======== Dataset entries ========

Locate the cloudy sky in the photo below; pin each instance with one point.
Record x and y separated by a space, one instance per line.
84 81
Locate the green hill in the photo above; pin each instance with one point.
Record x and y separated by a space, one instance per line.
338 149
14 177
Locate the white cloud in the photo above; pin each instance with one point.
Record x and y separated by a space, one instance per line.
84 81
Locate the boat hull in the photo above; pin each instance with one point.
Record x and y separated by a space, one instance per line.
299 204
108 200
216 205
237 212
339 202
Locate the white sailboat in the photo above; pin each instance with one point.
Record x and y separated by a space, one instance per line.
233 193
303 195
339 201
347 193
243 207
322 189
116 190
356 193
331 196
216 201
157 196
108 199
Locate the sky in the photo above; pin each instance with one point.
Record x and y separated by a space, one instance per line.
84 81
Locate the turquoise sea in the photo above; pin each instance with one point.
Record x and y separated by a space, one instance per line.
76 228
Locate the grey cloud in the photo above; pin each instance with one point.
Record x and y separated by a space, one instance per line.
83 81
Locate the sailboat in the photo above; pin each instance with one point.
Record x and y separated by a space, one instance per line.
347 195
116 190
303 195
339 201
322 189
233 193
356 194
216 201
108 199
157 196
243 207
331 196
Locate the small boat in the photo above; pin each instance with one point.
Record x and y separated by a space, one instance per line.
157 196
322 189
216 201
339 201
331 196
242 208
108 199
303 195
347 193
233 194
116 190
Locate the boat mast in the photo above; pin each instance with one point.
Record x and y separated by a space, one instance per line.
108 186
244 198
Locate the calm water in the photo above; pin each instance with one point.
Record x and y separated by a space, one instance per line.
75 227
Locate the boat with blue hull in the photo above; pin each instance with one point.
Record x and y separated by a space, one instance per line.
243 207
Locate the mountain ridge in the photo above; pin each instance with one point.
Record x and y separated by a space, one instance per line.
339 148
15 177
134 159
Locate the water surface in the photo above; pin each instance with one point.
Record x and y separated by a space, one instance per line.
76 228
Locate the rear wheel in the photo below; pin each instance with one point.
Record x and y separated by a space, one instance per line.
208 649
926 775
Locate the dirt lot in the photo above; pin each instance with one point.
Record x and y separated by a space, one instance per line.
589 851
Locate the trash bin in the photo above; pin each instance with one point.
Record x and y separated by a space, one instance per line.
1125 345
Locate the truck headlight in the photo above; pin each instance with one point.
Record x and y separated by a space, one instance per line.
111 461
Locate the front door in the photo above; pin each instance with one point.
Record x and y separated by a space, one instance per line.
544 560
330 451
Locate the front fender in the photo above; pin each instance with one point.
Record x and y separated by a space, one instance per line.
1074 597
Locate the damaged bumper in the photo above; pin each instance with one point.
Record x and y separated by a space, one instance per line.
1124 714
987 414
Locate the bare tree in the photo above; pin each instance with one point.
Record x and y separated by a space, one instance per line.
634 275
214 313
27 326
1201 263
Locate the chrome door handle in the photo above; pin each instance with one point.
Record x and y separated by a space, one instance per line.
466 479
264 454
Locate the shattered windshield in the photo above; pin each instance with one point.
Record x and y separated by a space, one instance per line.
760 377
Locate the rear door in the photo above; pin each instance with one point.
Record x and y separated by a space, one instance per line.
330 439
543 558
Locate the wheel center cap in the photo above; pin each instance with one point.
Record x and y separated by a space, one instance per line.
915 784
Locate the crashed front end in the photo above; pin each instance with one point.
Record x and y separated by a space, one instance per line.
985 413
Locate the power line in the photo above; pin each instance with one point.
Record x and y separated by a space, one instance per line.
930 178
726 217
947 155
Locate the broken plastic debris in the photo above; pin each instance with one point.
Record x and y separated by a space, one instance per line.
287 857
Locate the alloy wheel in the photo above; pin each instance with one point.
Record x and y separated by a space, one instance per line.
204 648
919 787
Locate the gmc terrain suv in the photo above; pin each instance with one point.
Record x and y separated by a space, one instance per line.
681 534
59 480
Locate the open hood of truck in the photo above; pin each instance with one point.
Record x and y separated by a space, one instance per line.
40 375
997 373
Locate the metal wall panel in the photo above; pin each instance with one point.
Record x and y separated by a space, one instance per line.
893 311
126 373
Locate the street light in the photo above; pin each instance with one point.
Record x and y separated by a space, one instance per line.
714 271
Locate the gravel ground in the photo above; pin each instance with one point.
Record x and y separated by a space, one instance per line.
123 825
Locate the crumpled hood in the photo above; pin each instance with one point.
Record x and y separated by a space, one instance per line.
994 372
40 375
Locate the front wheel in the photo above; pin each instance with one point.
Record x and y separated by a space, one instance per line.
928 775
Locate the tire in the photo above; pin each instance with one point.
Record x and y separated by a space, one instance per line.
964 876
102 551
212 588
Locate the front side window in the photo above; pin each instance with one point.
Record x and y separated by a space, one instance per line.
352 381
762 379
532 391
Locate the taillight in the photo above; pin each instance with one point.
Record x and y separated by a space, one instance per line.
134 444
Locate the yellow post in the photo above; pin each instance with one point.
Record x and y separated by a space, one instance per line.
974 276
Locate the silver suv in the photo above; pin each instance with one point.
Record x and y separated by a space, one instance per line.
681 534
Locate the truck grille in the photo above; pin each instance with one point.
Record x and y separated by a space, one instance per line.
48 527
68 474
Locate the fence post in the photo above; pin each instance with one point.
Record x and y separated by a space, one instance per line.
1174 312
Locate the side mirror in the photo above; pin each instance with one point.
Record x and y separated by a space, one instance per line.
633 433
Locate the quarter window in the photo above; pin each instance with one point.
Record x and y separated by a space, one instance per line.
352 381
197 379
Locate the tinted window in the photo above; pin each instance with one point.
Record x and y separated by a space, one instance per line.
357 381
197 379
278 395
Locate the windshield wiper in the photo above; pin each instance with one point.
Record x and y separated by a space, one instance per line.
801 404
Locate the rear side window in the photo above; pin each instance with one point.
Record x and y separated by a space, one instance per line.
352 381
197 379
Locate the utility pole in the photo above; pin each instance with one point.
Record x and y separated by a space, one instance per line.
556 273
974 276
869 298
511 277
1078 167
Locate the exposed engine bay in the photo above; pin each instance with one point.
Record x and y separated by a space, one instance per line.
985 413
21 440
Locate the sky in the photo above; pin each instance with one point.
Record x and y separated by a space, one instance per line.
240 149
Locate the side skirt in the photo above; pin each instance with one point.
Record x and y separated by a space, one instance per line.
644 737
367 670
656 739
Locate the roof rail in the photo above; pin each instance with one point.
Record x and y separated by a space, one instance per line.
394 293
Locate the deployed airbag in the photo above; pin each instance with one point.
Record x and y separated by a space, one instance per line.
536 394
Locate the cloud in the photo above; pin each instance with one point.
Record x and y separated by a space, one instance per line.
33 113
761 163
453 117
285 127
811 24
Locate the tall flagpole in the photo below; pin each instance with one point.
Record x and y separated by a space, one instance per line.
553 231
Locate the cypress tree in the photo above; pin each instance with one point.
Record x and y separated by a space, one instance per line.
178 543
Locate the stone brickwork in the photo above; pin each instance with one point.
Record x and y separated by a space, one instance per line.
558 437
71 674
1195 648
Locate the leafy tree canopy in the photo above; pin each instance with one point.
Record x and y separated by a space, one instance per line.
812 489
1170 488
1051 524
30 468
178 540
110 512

========

Please write out the records from above, keeping every line exact.

Locate the cloudy sky in the photo below; pin each instance with one point.
Record x and y separated by a space, one instance per line.
84 81
Locate the green hill in the photo above; pin each instance with one point.
Record x and y separated by a space, one instance per line.
338 149
14 177
Locate the white cloud in the photo above; pin each instance with one point.
Record x and y separated by a space, one instance per line.
84 81
Locate the boat hull in the photo above; pin each instance with one point.
Record x and y separated by a space, one instance per line.
299 204
108 200
216 205
237 212
339 202
Locate the white sailboat in the photo above; pin each instance with one point.
Record x and y separated by a space, one instance per line.
233 193
303 195
339 201
347 193
243 207
322 189
116 190
356 193
331 196
216 201
157 196
108 199
Locate the sky in the photo above; pin each instance with one point.
Record x and y separated by a space, one instance per line.
84 81
Locate the turquoise sea in the photo above; pin each instance with one point.
Record x and y separated by a space, one instance per line.
76 228
Locate the grey cloud in the photo above; pin each instance with one point.
Record x and y separated by a space, one instance per line.
83 81
Locate the sailboat in the photo above; pin each instance with one point.
Record x and y separated by a space, one instance per line.
347 195
116 190
303 195
339 201
322 189
233 193
356 194
216 201
108 199
157 196
243 207
331 196
Locate the small boat in the photo above; pin each instance with one point.
Record x and y separated by a space, one instance per line.
157 196
322 189
216 201
339 201
331 196
242 208
108 199
303 195
347 193
233 194
116 190
Locate the boat mast in the photo above; pin each instance with one point.
Record x and y separated by a space, one instance per line.
108 186
244 198
Locate the calm water in the photo above; pin each instance with one point.
Record x and y separated by a space, one instance per line.
75 227
Locate the boat with blue hull in the photo above; pin each instance with one point.
Record x and y separated by a space, one instance per line.
243 207
Locate the mountain ridge in the photo above; pin each instance with one point.
Record x and y separated by a space, one instance per line.
339 148
15 177
134 159
Locate the water surface in the photo above; pin each instance with one point.
Record x and y separated by a space, one instance per line.
76 228
Locate the rear wheel in the photo below; pin each instance with one point.
Record x and y separated by a space, one instance per line.
208 649
926 775
Locate the dirt lot in the photo above; pin each instance with one point.
Record x and y separated by a space, one instance per line.
589 851
Locate the trash bin in the photo above; pin each instance with one point.
Record x and y separated by a space, one instance per line.
1125 345
Locate the truck headlight in the photo above; pin each instance with one point.
Record x and y separated by a space, one instance per line.
111 461
Locate the front door in the photo above; pin each instance with one point.
Record x and y separated by a space, one instance per line.
544 560
330 451
Locate the front fender in the photo above; pin each instance with one point.
Record x and y separated by a space, one instance per line.
1074 597
Locate the damaged bumper in the photo above; pin each instance with one point.
Record x and y separated by a space, one instance per line.
1124 714
987 414
Locate the bare tree in the photo above; pin each instance with one point.
Record x and y separated by a space, one instance per line.
634 275
214 313
27 326
1201 263
Locate the chrome door handle in the photo above; pin each instance with one point.
Record x and y separated by a space, one instance per line.
466 479
264 454
Locate the shattered windshield in the photo above; pin each instance with one point.
Record x and y separated by a space, one instance per line.
760 377
Locate the rear door in the photo above; pin each instance with one point.
Record x and y separated by a space, one instance per line.
330 439
543 558
Locate the wheel center cap in the photo above; pin each instance with one point.
Record x and y separated by a space, one instance per line.
915 784
Locate the crashed front end in the photo above; pin each instance with one point.
Record x and y separated by a space, one instance per line.
985 413
Locate the power line in the photo above; pin each instance with one point.
Record x and y separated by a space, one instance per line.
930 178
726 217
947 155
Locate the broken plastic debris in the photo above; pin each instance with one point.
Record x and y separated by a space, one instance per line.
287 857
Locate the alloy wheel in the photo above; pin each instance with one point.
Record x and y separated by a space, one instance per line.
204 648
919 787
Locate the gmc terrain suv in the photo above; pin each instance with one point.
Record x and y separated by a space, one instance per line.
681 534
59 480
Locate the open hood of truck in the photo above; pin each instance with one point.
Record x and y separated by a space, one instance per line.
40 375
997 373
Locate the metal wall panel in the photo above; pin each instance with one point.
Record x and y separated by a space, one instance per line.
893 311
126 373
Locate the street light in the photo above; pin each instance with one point.
Record x and y separated by a space, one instance per line.
714 271
Locate the gravel ground in the photo above; pin each instance with one point.
Record x and y separated by a space, one instance per line.
123 825
Locate the crumpled hood in the photo above; pin each instance with one point.
Record x and y separated by a space, one instance per line.
994 372
40 375
Locate the front wheel in the photo above; pin each instance with one point.
Record x and y separated by a space, one instance per line.
928 775
Locate the tire in the photo above; pin each instance with one point.
Record x and y separated by a space, one instance per line.
964 876
102 551
212 588
Locate the front side window in the photo above; pin each instance with one point.
Record x and y separated by a space, one instance per line.
352 381
762 379
532 391
Locate the taillight in the photo above; pin each instance with one point.
Record x and y separated by a space, one instance per line.
134 444
Locate the yellow post in the photo above; pin each instance with one point.
Record x and y separated by a space, one instance per line.
974 276
Locate the silver suv in the photo above; pin each instance with one point.
Record x and y separated by a space, one instance per line.
681 534
Locate the truck grille in the photo above; pin each instance with one point.
Record x and y separated by a space, one instance per line.
48 527
68 474
Locate the fence post in the photo above; pin each instance with one point.
Record x and y separated by a space, one instance per line.
1174 312
Locate the side mirror in the photo above; pin each instance with one point.
Record x and y separated by a space, one instance per line.
633 433
Locate the quarter window in the photo above; pin each instance with one point.
Record x and y separated by a space, one instance per line.
352 381
197 379
Locate the tinted window in the photo above; pin each instance with one point.
Record x and y separated by a space, one instance per line.
357 381
197 379
278 395
Locate the windshield wiper in the photo above; pin each instance with one point.
Record x and y separated by a space, one instance per line.
801 404
Locate the rear side window in the photo above; pin each instance with one point.
Record x and y separated by a space, one instance per line.
352 381
197 379
Locate the utility pole in the photo above; pin each instance with one point.
Record x and y separated by a space, one instance per line.
556 273
974 276
869 298
511 277
1078 167
Locate the exposed engine bay in the photo above; pin each instance with one point.
Record x and y separated by a space, one instance per line.
985 413
21 440
Locate the sky in the photo above; pin each instance with one point.
Record x and y separated by a space, one instance per line.
240 149
Locate the side skirt in the photo above; pin each instance with one point.
Record x and y separated by a space, one instance per line.
644 737
367 670
656 739
Locate the roof rail in the photo above; pin each instance with one point.
Record x and y separated by a space, one instance per line.
394 293
Locate the deployed airbag in the photo above; pin each instance with one point.
Record x and y separated by a space, one instance per line.
536 394
Locate the cloud in the photo above; pin each instance with one point.
Record x and y separated by a space, one instance per line.
33 113
761 163
453 117
285 127
811 24
Locate the tall flagpole in the photo below; pin each instance with one point.
Record x and y separated by a space, one instance per line.
553 231
Locate the cypress tree in the photo above; pin each instance with one point.
Record x and y separated by a space, one instance per line.
178 543
Locate the stone brickwork in the photo above; pin each instance with one point.
Record x and y separated by a space, one instance per line.
558 437
71 674
1195 648
Locate the leafy tree canopy in the photo above; pin each instance with one point.
Record x and y separated by a space, one instance per line.
812 489
1170 488
1051 524
30 468
178 540
110 512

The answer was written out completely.